## Begin Exercise inputs

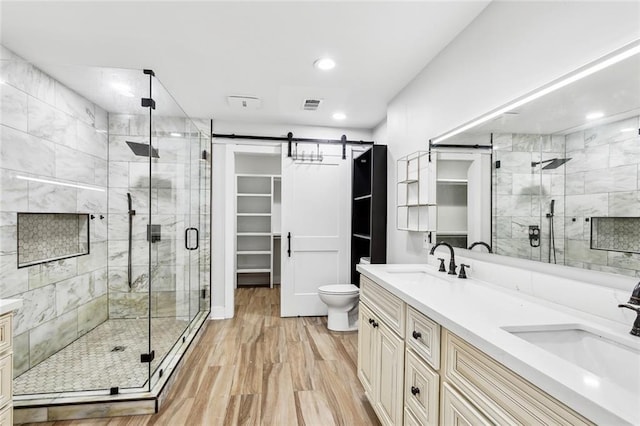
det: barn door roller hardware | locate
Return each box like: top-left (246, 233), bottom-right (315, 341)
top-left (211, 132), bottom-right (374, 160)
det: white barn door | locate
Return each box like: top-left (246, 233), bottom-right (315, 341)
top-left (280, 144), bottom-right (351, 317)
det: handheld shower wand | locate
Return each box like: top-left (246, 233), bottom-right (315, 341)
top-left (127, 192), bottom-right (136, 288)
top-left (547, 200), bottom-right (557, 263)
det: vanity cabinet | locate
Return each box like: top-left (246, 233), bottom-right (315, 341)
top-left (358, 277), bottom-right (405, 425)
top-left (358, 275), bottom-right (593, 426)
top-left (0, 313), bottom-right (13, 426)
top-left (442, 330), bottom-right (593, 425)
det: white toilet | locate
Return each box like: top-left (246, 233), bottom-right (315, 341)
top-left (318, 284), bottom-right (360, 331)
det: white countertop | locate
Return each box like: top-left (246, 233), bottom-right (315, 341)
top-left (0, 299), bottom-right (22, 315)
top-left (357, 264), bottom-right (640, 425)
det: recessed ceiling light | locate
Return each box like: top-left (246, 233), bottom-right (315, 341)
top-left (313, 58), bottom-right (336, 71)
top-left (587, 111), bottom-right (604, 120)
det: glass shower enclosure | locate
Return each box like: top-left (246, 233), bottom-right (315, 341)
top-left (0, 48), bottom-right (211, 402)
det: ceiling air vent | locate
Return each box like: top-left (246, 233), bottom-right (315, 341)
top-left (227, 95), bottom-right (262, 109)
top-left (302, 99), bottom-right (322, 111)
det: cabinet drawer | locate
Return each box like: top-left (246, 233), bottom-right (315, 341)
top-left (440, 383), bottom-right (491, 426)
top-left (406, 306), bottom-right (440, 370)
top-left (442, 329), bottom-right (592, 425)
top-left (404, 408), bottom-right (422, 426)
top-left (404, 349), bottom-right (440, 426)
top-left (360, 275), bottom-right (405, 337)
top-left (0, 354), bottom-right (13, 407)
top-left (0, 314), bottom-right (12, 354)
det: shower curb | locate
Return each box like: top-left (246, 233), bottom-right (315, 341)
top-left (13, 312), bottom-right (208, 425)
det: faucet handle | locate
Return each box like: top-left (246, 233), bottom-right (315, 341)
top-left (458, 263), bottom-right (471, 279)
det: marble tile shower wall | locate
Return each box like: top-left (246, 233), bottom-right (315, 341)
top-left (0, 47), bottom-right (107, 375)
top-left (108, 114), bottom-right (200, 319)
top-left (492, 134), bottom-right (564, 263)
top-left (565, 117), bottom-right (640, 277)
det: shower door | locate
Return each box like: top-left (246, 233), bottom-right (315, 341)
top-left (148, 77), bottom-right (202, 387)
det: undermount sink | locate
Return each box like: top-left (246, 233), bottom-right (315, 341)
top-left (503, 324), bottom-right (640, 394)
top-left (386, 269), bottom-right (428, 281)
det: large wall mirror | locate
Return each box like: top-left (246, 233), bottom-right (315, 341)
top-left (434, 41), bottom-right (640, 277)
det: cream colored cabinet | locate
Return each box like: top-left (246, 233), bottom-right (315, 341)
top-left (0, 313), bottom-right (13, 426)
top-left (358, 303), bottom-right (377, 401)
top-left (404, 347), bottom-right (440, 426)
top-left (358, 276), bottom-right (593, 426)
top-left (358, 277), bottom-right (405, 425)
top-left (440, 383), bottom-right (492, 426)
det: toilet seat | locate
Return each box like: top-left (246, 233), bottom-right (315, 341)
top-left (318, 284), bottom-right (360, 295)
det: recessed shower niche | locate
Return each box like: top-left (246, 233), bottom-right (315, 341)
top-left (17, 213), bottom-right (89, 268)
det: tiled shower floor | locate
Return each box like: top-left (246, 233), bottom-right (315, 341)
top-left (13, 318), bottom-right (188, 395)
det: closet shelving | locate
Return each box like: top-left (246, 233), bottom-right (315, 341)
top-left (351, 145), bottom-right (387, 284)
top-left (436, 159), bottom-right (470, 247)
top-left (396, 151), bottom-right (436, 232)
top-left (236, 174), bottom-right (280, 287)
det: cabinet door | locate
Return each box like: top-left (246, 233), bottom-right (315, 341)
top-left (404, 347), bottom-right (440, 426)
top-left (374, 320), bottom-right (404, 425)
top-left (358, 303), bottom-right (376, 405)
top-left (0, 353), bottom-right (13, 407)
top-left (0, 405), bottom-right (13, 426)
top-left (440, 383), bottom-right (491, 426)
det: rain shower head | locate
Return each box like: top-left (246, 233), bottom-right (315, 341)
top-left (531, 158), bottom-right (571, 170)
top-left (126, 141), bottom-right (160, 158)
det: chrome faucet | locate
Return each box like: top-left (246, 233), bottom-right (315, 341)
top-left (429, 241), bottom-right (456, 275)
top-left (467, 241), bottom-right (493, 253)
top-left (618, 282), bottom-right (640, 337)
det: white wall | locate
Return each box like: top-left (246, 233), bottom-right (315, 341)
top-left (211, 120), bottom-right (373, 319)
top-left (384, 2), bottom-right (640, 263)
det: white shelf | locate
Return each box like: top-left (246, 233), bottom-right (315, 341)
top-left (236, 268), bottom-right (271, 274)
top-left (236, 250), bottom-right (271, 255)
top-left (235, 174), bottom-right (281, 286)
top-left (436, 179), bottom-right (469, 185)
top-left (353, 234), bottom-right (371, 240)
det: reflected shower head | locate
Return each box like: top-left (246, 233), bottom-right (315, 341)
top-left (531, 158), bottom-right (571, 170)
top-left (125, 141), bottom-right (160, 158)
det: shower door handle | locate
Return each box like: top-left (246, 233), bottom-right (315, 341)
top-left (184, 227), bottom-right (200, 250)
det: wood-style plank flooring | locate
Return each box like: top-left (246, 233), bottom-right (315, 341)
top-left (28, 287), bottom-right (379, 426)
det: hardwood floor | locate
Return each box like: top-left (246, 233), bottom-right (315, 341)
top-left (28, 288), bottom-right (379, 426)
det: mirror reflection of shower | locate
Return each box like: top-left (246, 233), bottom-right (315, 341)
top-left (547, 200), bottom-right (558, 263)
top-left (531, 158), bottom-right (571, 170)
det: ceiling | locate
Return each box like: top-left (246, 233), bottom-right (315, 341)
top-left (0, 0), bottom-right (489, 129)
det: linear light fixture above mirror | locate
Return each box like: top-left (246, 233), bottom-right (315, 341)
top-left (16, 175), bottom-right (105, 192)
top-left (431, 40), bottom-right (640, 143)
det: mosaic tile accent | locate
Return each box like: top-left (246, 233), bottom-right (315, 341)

## End Exercise inputs
## Begin Exercise inputs

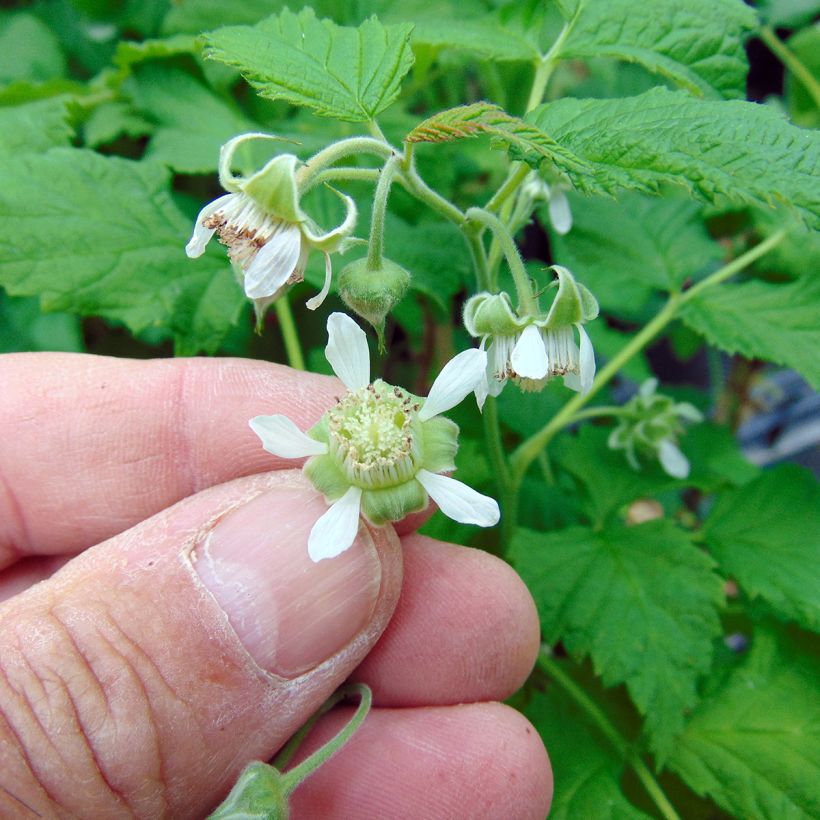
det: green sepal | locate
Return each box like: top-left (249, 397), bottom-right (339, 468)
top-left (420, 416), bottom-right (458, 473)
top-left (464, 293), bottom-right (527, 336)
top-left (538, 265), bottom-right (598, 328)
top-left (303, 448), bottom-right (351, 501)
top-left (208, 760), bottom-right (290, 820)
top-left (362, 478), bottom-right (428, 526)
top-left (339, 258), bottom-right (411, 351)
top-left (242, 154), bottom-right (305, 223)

## End Exercise inputs

▶ **What to work on**:
Turn the lines of the records above, starting with the line containing "det: wood-style plank flooring | locate" and going on through the line containing "top-left (431, 40), bottom-right (640, 143)", into a numbered list, leaving out any blank lines.

▶ **Expected answer**:
1. det: wood-style plank flooring | locate
2. Return each box like: top-left (246, 233), bottom-right (315, 341)
3. top-left (28, 287), bottom-right (379, 426)
4. det: hardwood floor | locate
5. Return each box like: top-left (246, 233), bottom-right (315, 341)
6. top-left (28, 288), bottom-right (379, 426)
7. det: mirror reflection of shower | locate
8. Return each box like: top-left (246, 233), bottom-right (315, 341)
9. top-left (547, 200), bottom-right (558, 263)
10. top-left (531, 158), bottom-right (571, 170)
11. det: ceiling | locate
12. Return each box like: top-left (246, 233), bottom-right (315, 341)
13. top-left (0, 0), bottom-right (489, 129)
14. det: linear light fixture above mirror | locate
15. Return each box like: top-left (246, 233), bottom-right (315, 341)
16. top-left (16, 175), bottom-right (105, 192)
17. top-left (431, 40), bottom-right (640, 143)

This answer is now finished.